● **Task requirements**
Emit only the lines from the line containing "Target: red brick pavement" through the last line of the entries, unchanged.
____
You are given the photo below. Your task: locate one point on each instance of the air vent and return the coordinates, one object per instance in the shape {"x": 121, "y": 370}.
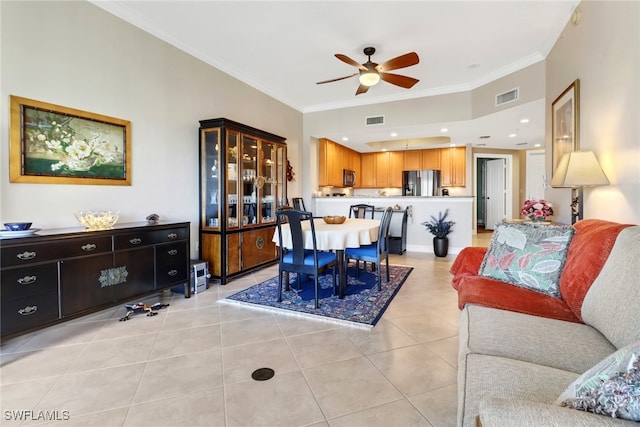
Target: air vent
{"x": 375, "y": 120}
{"x": 504, "y": 98}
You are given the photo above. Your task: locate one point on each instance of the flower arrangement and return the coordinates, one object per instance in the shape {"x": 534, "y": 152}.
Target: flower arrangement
{"x": 438, "y": 226}
{"x": 537, "y": 210}
{"x": 59, "y": 139}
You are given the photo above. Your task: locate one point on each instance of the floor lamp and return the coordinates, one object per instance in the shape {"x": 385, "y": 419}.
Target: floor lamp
{"x": 577, "y": 170}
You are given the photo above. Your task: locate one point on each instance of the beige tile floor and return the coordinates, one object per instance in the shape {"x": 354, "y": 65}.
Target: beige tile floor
{"x": 191, "y": 364}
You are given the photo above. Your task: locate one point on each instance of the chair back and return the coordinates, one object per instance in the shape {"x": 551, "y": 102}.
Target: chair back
{"x": 298, "y": 204}
{"x": 361, "y": 211}
{"x": 294, "y": 218}
{"x": 383, "y": 232}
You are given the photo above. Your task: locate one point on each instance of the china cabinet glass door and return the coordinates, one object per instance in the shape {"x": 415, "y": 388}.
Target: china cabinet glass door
{"x": 281, "y": 176}
{"x": 268, "y": 182}
{"x": 211, "y": 190}
{"x": 232, "y": 179}
{"x": 249, "y": 180}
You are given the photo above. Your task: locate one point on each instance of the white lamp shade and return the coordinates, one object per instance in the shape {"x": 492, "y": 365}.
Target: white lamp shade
{"x": 579, "y": 169}
{"x": 369, "y": 78}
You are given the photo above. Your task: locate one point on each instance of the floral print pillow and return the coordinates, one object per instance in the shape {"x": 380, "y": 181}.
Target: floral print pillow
{"x": 612, "y": 387}
{"x": 531, "y": 256}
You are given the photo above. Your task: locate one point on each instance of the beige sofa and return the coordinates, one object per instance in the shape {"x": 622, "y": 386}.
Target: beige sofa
{"x": 512, "y": 367}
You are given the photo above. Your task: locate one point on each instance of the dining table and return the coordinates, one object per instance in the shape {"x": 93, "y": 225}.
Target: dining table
{"x": 352, "y": 233}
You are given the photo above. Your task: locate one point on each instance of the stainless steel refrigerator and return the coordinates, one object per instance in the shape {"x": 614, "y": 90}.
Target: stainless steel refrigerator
{"x": 421, "y": 183}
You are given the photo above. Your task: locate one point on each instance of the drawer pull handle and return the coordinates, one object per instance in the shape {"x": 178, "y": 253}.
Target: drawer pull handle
{"x": 27, "y": 280}
{"x": 26, "y": 256}
{"x": 28, "y": 310}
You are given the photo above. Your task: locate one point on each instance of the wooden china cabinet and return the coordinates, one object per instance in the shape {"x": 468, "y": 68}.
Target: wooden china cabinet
{"x": 242, "y": 183}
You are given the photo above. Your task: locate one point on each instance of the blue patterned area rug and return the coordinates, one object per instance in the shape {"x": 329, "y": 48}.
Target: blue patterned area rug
{"x": 363, "y": 304}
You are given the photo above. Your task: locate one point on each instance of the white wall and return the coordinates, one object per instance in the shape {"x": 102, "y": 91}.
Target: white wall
{"x": 602, "y": 51}
{"x": 76, "y": 55}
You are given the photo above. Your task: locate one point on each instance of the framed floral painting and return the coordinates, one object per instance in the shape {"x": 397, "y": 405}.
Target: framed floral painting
{"x": 565, "y": 123}
{"x": 53, "y": 144}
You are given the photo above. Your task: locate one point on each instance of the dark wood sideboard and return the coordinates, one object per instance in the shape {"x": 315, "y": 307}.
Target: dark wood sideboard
{"x": 59, "y": 274}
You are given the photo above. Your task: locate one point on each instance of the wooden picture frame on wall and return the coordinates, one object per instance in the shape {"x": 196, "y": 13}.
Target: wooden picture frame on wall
{"x": 51, "y": 144}
{"x": 565, "y": 123}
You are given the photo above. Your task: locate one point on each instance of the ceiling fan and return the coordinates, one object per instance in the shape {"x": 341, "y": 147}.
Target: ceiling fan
{"x": 371, "y": 73}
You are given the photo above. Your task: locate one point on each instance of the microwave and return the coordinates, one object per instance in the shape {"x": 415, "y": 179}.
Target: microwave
{"x": 348, "y": 178}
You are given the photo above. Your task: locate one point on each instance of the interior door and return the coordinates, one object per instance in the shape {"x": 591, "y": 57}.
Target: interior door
{"x": 495, "y": 185}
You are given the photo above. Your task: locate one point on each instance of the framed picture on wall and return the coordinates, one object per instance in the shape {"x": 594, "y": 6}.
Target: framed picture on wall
{"x": 565, "y": 118}
{"x": 51, "y": 144}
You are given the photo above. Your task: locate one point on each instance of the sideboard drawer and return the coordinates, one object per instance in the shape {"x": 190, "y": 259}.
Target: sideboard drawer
{"x": 31, "y": 280}
{"x": 24, "y": 313}
{"x": 170, "y": 264}
{"x": 144, "y": 238}
{"x": 38, "y": 252}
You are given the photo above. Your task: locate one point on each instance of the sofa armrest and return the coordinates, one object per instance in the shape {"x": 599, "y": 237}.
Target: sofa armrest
{"x": 467, "y": 263}
{"x": 496, "y": 412}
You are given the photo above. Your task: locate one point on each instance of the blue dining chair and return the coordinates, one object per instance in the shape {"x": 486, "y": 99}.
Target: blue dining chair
{"x": 374, "y": 252}
{"x": 298, "y": 259}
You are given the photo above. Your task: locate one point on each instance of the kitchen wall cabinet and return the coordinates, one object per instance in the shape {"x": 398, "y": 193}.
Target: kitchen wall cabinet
{"x": 453, "y": 164}
{"x": 332, "y": 159}
{"x": 242, "y": 184}
{"x": 60, "y": 274}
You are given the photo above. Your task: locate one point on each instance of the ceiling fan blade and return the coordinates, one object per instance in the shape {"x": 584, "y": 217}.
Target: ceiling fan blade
{"x": 362, "y": 89}
{"x": 335, "y": 80}
{"x": 349, "y": 61}
{"x": 402, "y": 61}
{"x": 398, "y": 80}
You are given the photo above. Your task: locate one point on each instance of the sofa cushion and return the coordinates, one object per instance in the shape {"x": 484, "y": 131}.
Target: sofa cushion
{"x": 610, "y": 387}
{"x": 528, "y": 255}
{"x": 491, "y": 376}
{"x": 589, "y": 250}
{"x": 568, "y": 346}
{"x": 611, "y": 305}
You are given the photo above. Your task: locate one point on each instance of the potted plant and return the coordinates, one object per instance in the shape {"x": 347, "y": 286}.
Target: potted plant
{"x": 440, "y": 228}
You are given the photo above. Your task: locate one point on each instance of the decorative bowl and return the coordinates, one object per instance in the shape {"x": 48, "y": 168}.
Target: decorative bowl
{"x": 97, "y": 220}
{"x": 17, "y": 226}
{"x": 334, "y": 219}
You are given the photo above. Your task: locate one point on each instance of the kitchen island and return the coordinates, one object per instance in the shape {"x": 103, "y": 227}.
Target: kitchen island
{"x": 419, "y": 209}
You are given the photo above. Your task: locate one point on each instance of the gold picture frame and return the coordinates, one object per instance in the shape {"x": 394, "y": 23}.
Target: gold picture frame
{"x": 565, "y": 123}
{"x": 52, "y": 144}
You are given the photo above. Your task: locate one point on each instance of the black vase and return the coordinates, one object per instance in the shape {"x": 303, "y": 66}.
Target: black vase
{"x": 441, "y": 246}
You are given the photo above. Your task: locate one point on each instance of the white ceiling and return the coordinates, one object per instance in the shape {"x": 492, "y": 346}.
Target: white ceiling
{"x": 282, "y": 48}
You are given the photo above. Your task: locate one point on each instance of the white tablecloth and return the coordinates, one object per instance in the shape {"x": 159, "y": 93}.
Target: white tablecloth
{"x": 352, "y": 233}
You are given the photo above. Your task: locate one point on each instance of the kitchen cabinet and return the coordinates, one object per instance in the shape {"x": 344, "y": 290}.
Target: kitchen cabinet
{"x": 332, "y": 159}
{"x": 242, "y": 184}
{"x": 453, "y": 164}
{"x": 60, "y": 274}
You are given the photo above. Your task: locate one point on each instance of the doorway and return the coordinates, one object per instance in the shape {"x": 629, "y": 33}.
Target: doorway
{"x": 494, "y": 178}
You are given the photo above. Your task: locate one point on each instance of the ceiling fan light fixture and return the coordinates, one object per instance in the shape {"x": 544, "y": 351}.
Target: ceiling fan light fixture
{"x": 369, "y": 78}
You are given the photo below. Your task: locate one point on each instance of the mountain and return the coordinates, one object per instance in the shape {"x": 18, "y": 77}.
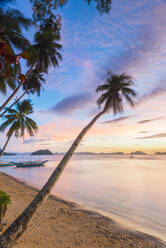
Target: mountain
{"x": 138, "y": 153}
{"x": 42, "y": 152}
{"x": 7, "y": 153}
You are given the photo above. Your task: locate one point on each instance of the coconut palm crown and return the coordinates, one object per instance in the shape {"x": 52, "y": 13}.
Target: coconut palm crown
{"x": 117, "y": 88}
{"x": 18, "y": 122}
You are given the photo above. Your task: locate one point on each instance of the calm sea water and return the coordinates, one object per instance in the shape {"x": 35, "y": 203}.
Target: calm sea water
{"x": 133, "y": 191}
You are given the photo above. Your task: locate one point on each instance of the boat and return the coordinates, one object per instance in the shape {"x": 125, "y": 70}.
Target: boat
{"x": 2, "y": 164}
{"x": 30, "y": 164}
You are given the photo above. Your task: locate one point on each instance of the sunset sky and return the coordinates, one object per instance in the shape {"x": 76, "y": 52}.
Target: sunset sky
{"x": 131, "y": 39}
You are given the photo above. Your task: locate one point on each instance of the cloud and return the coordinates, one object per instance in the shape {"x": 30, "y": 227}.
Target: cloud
{"x": 116, "y": 120}
{"x": 159, "y": 135}
{"x": 29, "y": 141}
{"x": 74, "y": 103}
{"x": 144, "y": 131}
{"x": 150, "y": 120}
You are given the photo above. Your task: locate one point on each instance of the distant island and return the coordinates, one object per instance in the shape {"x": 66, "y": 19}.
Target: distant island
{"x": 101, "y": 153}
{"x": 160, "y": 153}
{"x": 42, "y": 152}
{"x": 7, "y": 153}
{"x": 138, "y": 153}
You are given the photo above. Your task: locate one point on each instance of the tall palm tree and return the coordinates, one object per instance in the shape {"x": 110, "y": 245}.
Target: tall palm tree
{"x": 11, "y": 23}
{"x": 18, "y": 121}
{"x": 34, "y": 84}
{"x": 116, "y": 88}
{"x": 43, "y": 54}
{"x": 45, "y": 49}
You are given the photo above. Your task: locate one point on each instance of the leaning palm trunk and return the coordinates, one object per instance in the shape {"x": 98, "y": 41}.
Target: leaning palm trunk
{"x": 1, "y": 216}
{"x": 3, "y": 150}
{"x": 16, "y": 90}
{"x": 17, "y": 100}
{"x": 3, "y": 209}
{"x": 15, "y": 230}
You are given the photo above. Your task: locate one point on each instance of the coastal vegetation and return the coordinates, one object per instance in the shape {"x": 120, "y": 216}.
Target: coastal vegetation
{"x": 42, "y": 152}
{"x": 116, "y": 90}
{"x": 18, "y": 122}
{"x": 4, "y": 201}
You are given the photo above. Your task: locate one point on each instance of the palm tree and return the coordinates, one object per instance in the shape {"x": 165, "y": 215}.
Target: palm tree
{"x": 115, "y": 88}
{"x": 43, "y": 54}
{"x": 33, "y": 84}
{"x": 45, "y": 49}
{"x": 18, "y": 121}
{"x": 11, "y": 23}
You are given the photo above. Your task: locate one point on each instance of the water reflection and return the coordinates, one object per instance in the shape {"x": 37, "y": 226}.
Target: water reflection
{"x": 132, "y": 190}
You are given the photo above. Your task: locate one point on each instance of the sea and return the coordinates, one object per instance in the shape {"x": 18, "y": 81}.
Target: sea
{"x": 132, "y": 191}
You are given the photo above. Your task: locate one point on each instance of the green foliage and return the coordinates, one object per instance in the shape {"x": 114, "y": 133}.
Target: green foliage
{"x": 116, "y": 88}
{"x": 4, "y": 198}
{"x": 34, "y": 82}
{"x": 103, "y": 6}
{"x": 45, "y": 51}
{"x": 17, "y": 120}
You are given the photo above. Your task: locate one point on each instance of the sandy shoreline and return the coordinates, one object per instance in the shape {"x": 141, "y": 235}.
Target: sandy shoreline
{"x": 63, "y": 224}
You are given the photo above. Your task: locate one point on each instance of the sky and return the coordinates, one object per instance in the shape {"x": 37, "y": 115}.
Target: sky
{"x": 130, "y": 39}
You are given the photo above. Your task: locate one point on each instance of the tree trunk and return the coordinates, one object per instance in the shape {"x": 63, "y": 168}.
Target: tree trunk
{"x": 1, "y": 216}
{"x": 18, "y": 99}
{"x": 2, "y": 152}
{"x": 16, "y": 90}
{"x": 15, "y": 230}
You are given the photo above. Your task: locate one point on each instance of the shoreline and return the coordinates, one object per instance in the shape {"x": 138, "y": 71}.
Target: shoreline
{"x": 61, "y": 223}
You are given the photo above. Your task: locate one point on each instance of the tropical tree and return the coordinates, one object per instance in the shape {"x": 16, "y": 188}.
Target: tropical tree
{"x": 12, "y": 23}
{"x": 18, "y": 122}
{"x": 117, "y": 88}
{"x": 33, "y": 84}
{"x": 41, "y": 55}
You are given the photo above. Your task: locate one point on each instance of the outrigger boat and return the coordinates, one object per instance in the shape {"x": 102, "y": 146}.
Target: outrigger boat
{"x": 2, "y": 164}
{"x": 29, "y": 164}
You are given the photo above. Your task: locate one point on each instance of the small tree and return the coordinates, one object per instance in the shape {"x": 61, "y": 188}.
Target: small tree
{"x": 4, "y": 201}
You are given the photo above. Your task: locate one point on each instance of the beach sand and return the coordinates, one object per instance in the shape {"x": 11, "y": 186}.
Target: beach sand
{"x": 62, "y": 224}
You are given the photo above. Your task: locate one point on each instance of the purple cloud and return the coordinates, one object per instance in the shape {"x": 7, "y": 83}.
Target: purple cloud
{"x": 116, "y": 120}
{"x": 29, "y": 141}
{"x": 150, "y": 120}
{"x": 74, "y": 103}
{"x": 159, "y": 135}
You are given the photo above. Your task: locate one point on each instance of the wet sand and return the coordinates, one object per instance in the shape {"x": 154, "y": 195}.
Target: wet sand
{"x": 62, "y": 224}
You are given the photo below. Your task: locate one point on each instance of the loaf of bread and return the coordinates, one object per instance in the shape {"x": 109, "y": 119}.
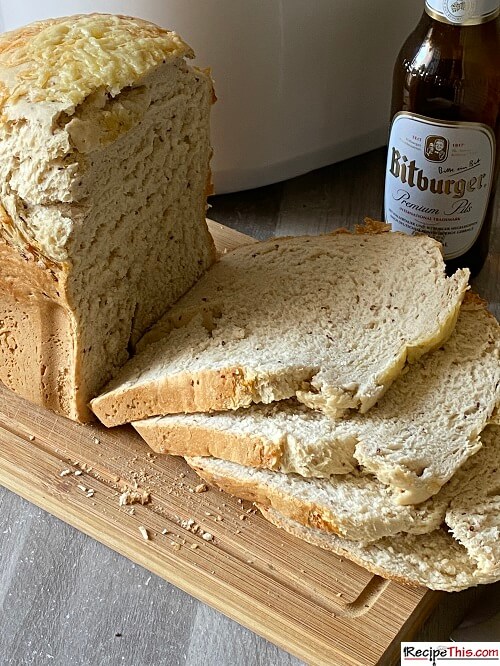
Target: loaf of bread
{"x": 104, "y": 172}
{"x": 416, "y": 437}
{"x": 354, "y": 515}
{"x": 331, "y": 320}
{"x": 434, "y": 560}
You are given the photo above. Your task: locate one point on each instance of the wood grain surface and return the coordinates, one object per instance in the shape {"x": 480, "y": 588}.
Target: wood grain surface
{"x": 66, "y": 599}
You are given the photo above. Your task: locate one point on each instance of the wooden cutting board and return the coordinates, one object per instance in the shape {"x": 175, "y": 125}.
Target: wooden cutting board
{"x": 314, "y": 604}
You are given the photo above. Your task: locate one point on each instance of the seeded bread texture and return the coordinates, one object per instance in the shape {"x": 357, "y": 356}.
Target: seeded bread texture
{"x": 474, "y": 514}
{"x": 286, "y": 436}
{"x": 104, "y": 171}
{"x": 354, "y": 505}
{"x": 434, "y": 560}
{"x": 358, "y": 507}
{"x": 416, "y": 437}
{"x": 329, "y": 319}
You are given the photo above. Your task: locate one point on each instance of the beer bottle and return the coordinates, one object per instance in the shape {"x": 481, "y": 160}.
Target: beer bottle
{"x": 442, "y": 163}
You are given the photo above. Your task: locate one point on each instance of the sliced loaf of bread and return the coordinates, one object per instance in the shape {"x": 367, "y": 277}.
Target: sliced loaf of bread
{"x": 283, "y": 436}
{"x": 104, "y": 172}
{"x": 414, "y": 439}
{"x": 434, "y": 560}
{"x": 356, "y": 506}
{"x": 329, "y": 319}
{"x": 474, "y": 513}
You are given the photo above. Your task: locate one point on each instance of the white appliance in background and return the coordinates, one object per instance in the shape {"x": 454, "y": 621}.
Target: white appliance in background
{"x": 300, "y": 83}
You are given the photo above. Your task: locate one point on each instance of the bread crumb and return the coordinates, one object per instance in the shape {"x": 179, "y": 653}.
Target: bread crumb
{"x": 134, "y": 497}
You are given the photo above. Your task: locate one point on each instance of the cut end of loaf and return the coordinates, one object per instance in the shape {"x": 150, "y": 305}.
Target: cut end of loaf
{"x": 285, "y": 339}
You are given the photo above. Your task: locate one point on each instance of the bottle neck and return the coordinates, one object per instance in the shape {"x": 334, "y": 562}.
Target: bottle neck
{"x": 463, "y": 12}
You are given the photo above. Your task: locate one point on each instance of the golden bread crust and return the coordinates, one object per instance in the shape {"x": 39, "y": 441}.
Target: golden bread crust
{"x": 55, "y": 61}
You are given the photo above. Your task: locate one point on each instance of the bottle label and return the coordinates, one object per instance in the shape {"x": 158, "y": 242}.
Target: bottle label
{"x": 438, "y": 179}
{"x": 463, "y": 12}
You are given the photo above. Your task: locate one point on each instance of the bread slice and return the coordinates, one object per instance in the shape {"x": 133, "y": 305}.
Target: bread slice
{"x": 414, "y": 439}
{"x": 434, "y": 560}
{"x": 330, "y": 319}
{"x": 104, "y": 171}
{"x": 474, "y": 514}
{"x": 356, "y": 506}
{"x": 283, "y": 436}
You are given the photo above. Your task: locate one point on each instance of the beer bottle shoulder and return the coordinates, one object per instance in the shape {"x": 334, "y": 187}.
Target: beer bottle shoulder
{"x": 450, "y": 72}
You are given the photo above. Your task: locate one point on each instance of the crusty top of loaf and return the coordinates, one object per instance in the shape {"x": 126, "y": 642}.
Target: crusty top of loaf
{"x": 64, "y": 60}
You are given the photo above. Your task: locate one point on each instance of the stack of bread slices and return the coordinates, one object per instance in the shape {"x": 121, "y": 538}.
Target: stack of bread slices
{"x": 347, "y": 386}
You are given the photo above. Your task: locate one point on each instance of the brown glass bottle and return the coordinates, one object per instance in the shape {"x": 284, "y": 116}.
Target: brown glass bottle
{"x": 451, "y": 72}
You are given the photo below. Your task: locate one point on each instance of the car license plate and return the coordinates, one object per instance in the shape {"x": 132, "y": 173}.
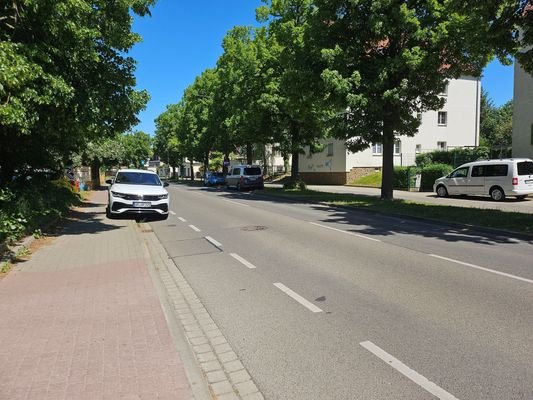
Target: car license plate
{"x": 141, "y": 204}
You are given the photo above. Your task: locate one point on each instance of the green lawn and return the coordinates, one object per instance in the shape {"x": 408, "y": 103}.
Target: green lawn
{"x": 512, "y": 221}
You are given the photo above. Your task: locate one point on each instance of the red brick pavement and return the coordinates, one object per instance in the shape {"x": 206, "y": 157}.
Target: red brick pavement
{"x": 87, "y": 331}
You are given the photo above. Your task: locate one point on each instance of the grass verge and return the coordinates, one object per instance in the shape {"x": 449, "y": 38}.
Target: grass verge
{"x": 496, "y": 219}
____
● **Answer space**
Target: red brick pavement
{"x": 87, "y": 331}
You are given the photo above. Your task: locate one point on each instance of the grass verge and return the coordinates, one object per instance in the shape {"x": 449, "y": 38}.
Target: grass verge
{"x": 496, "y": 219}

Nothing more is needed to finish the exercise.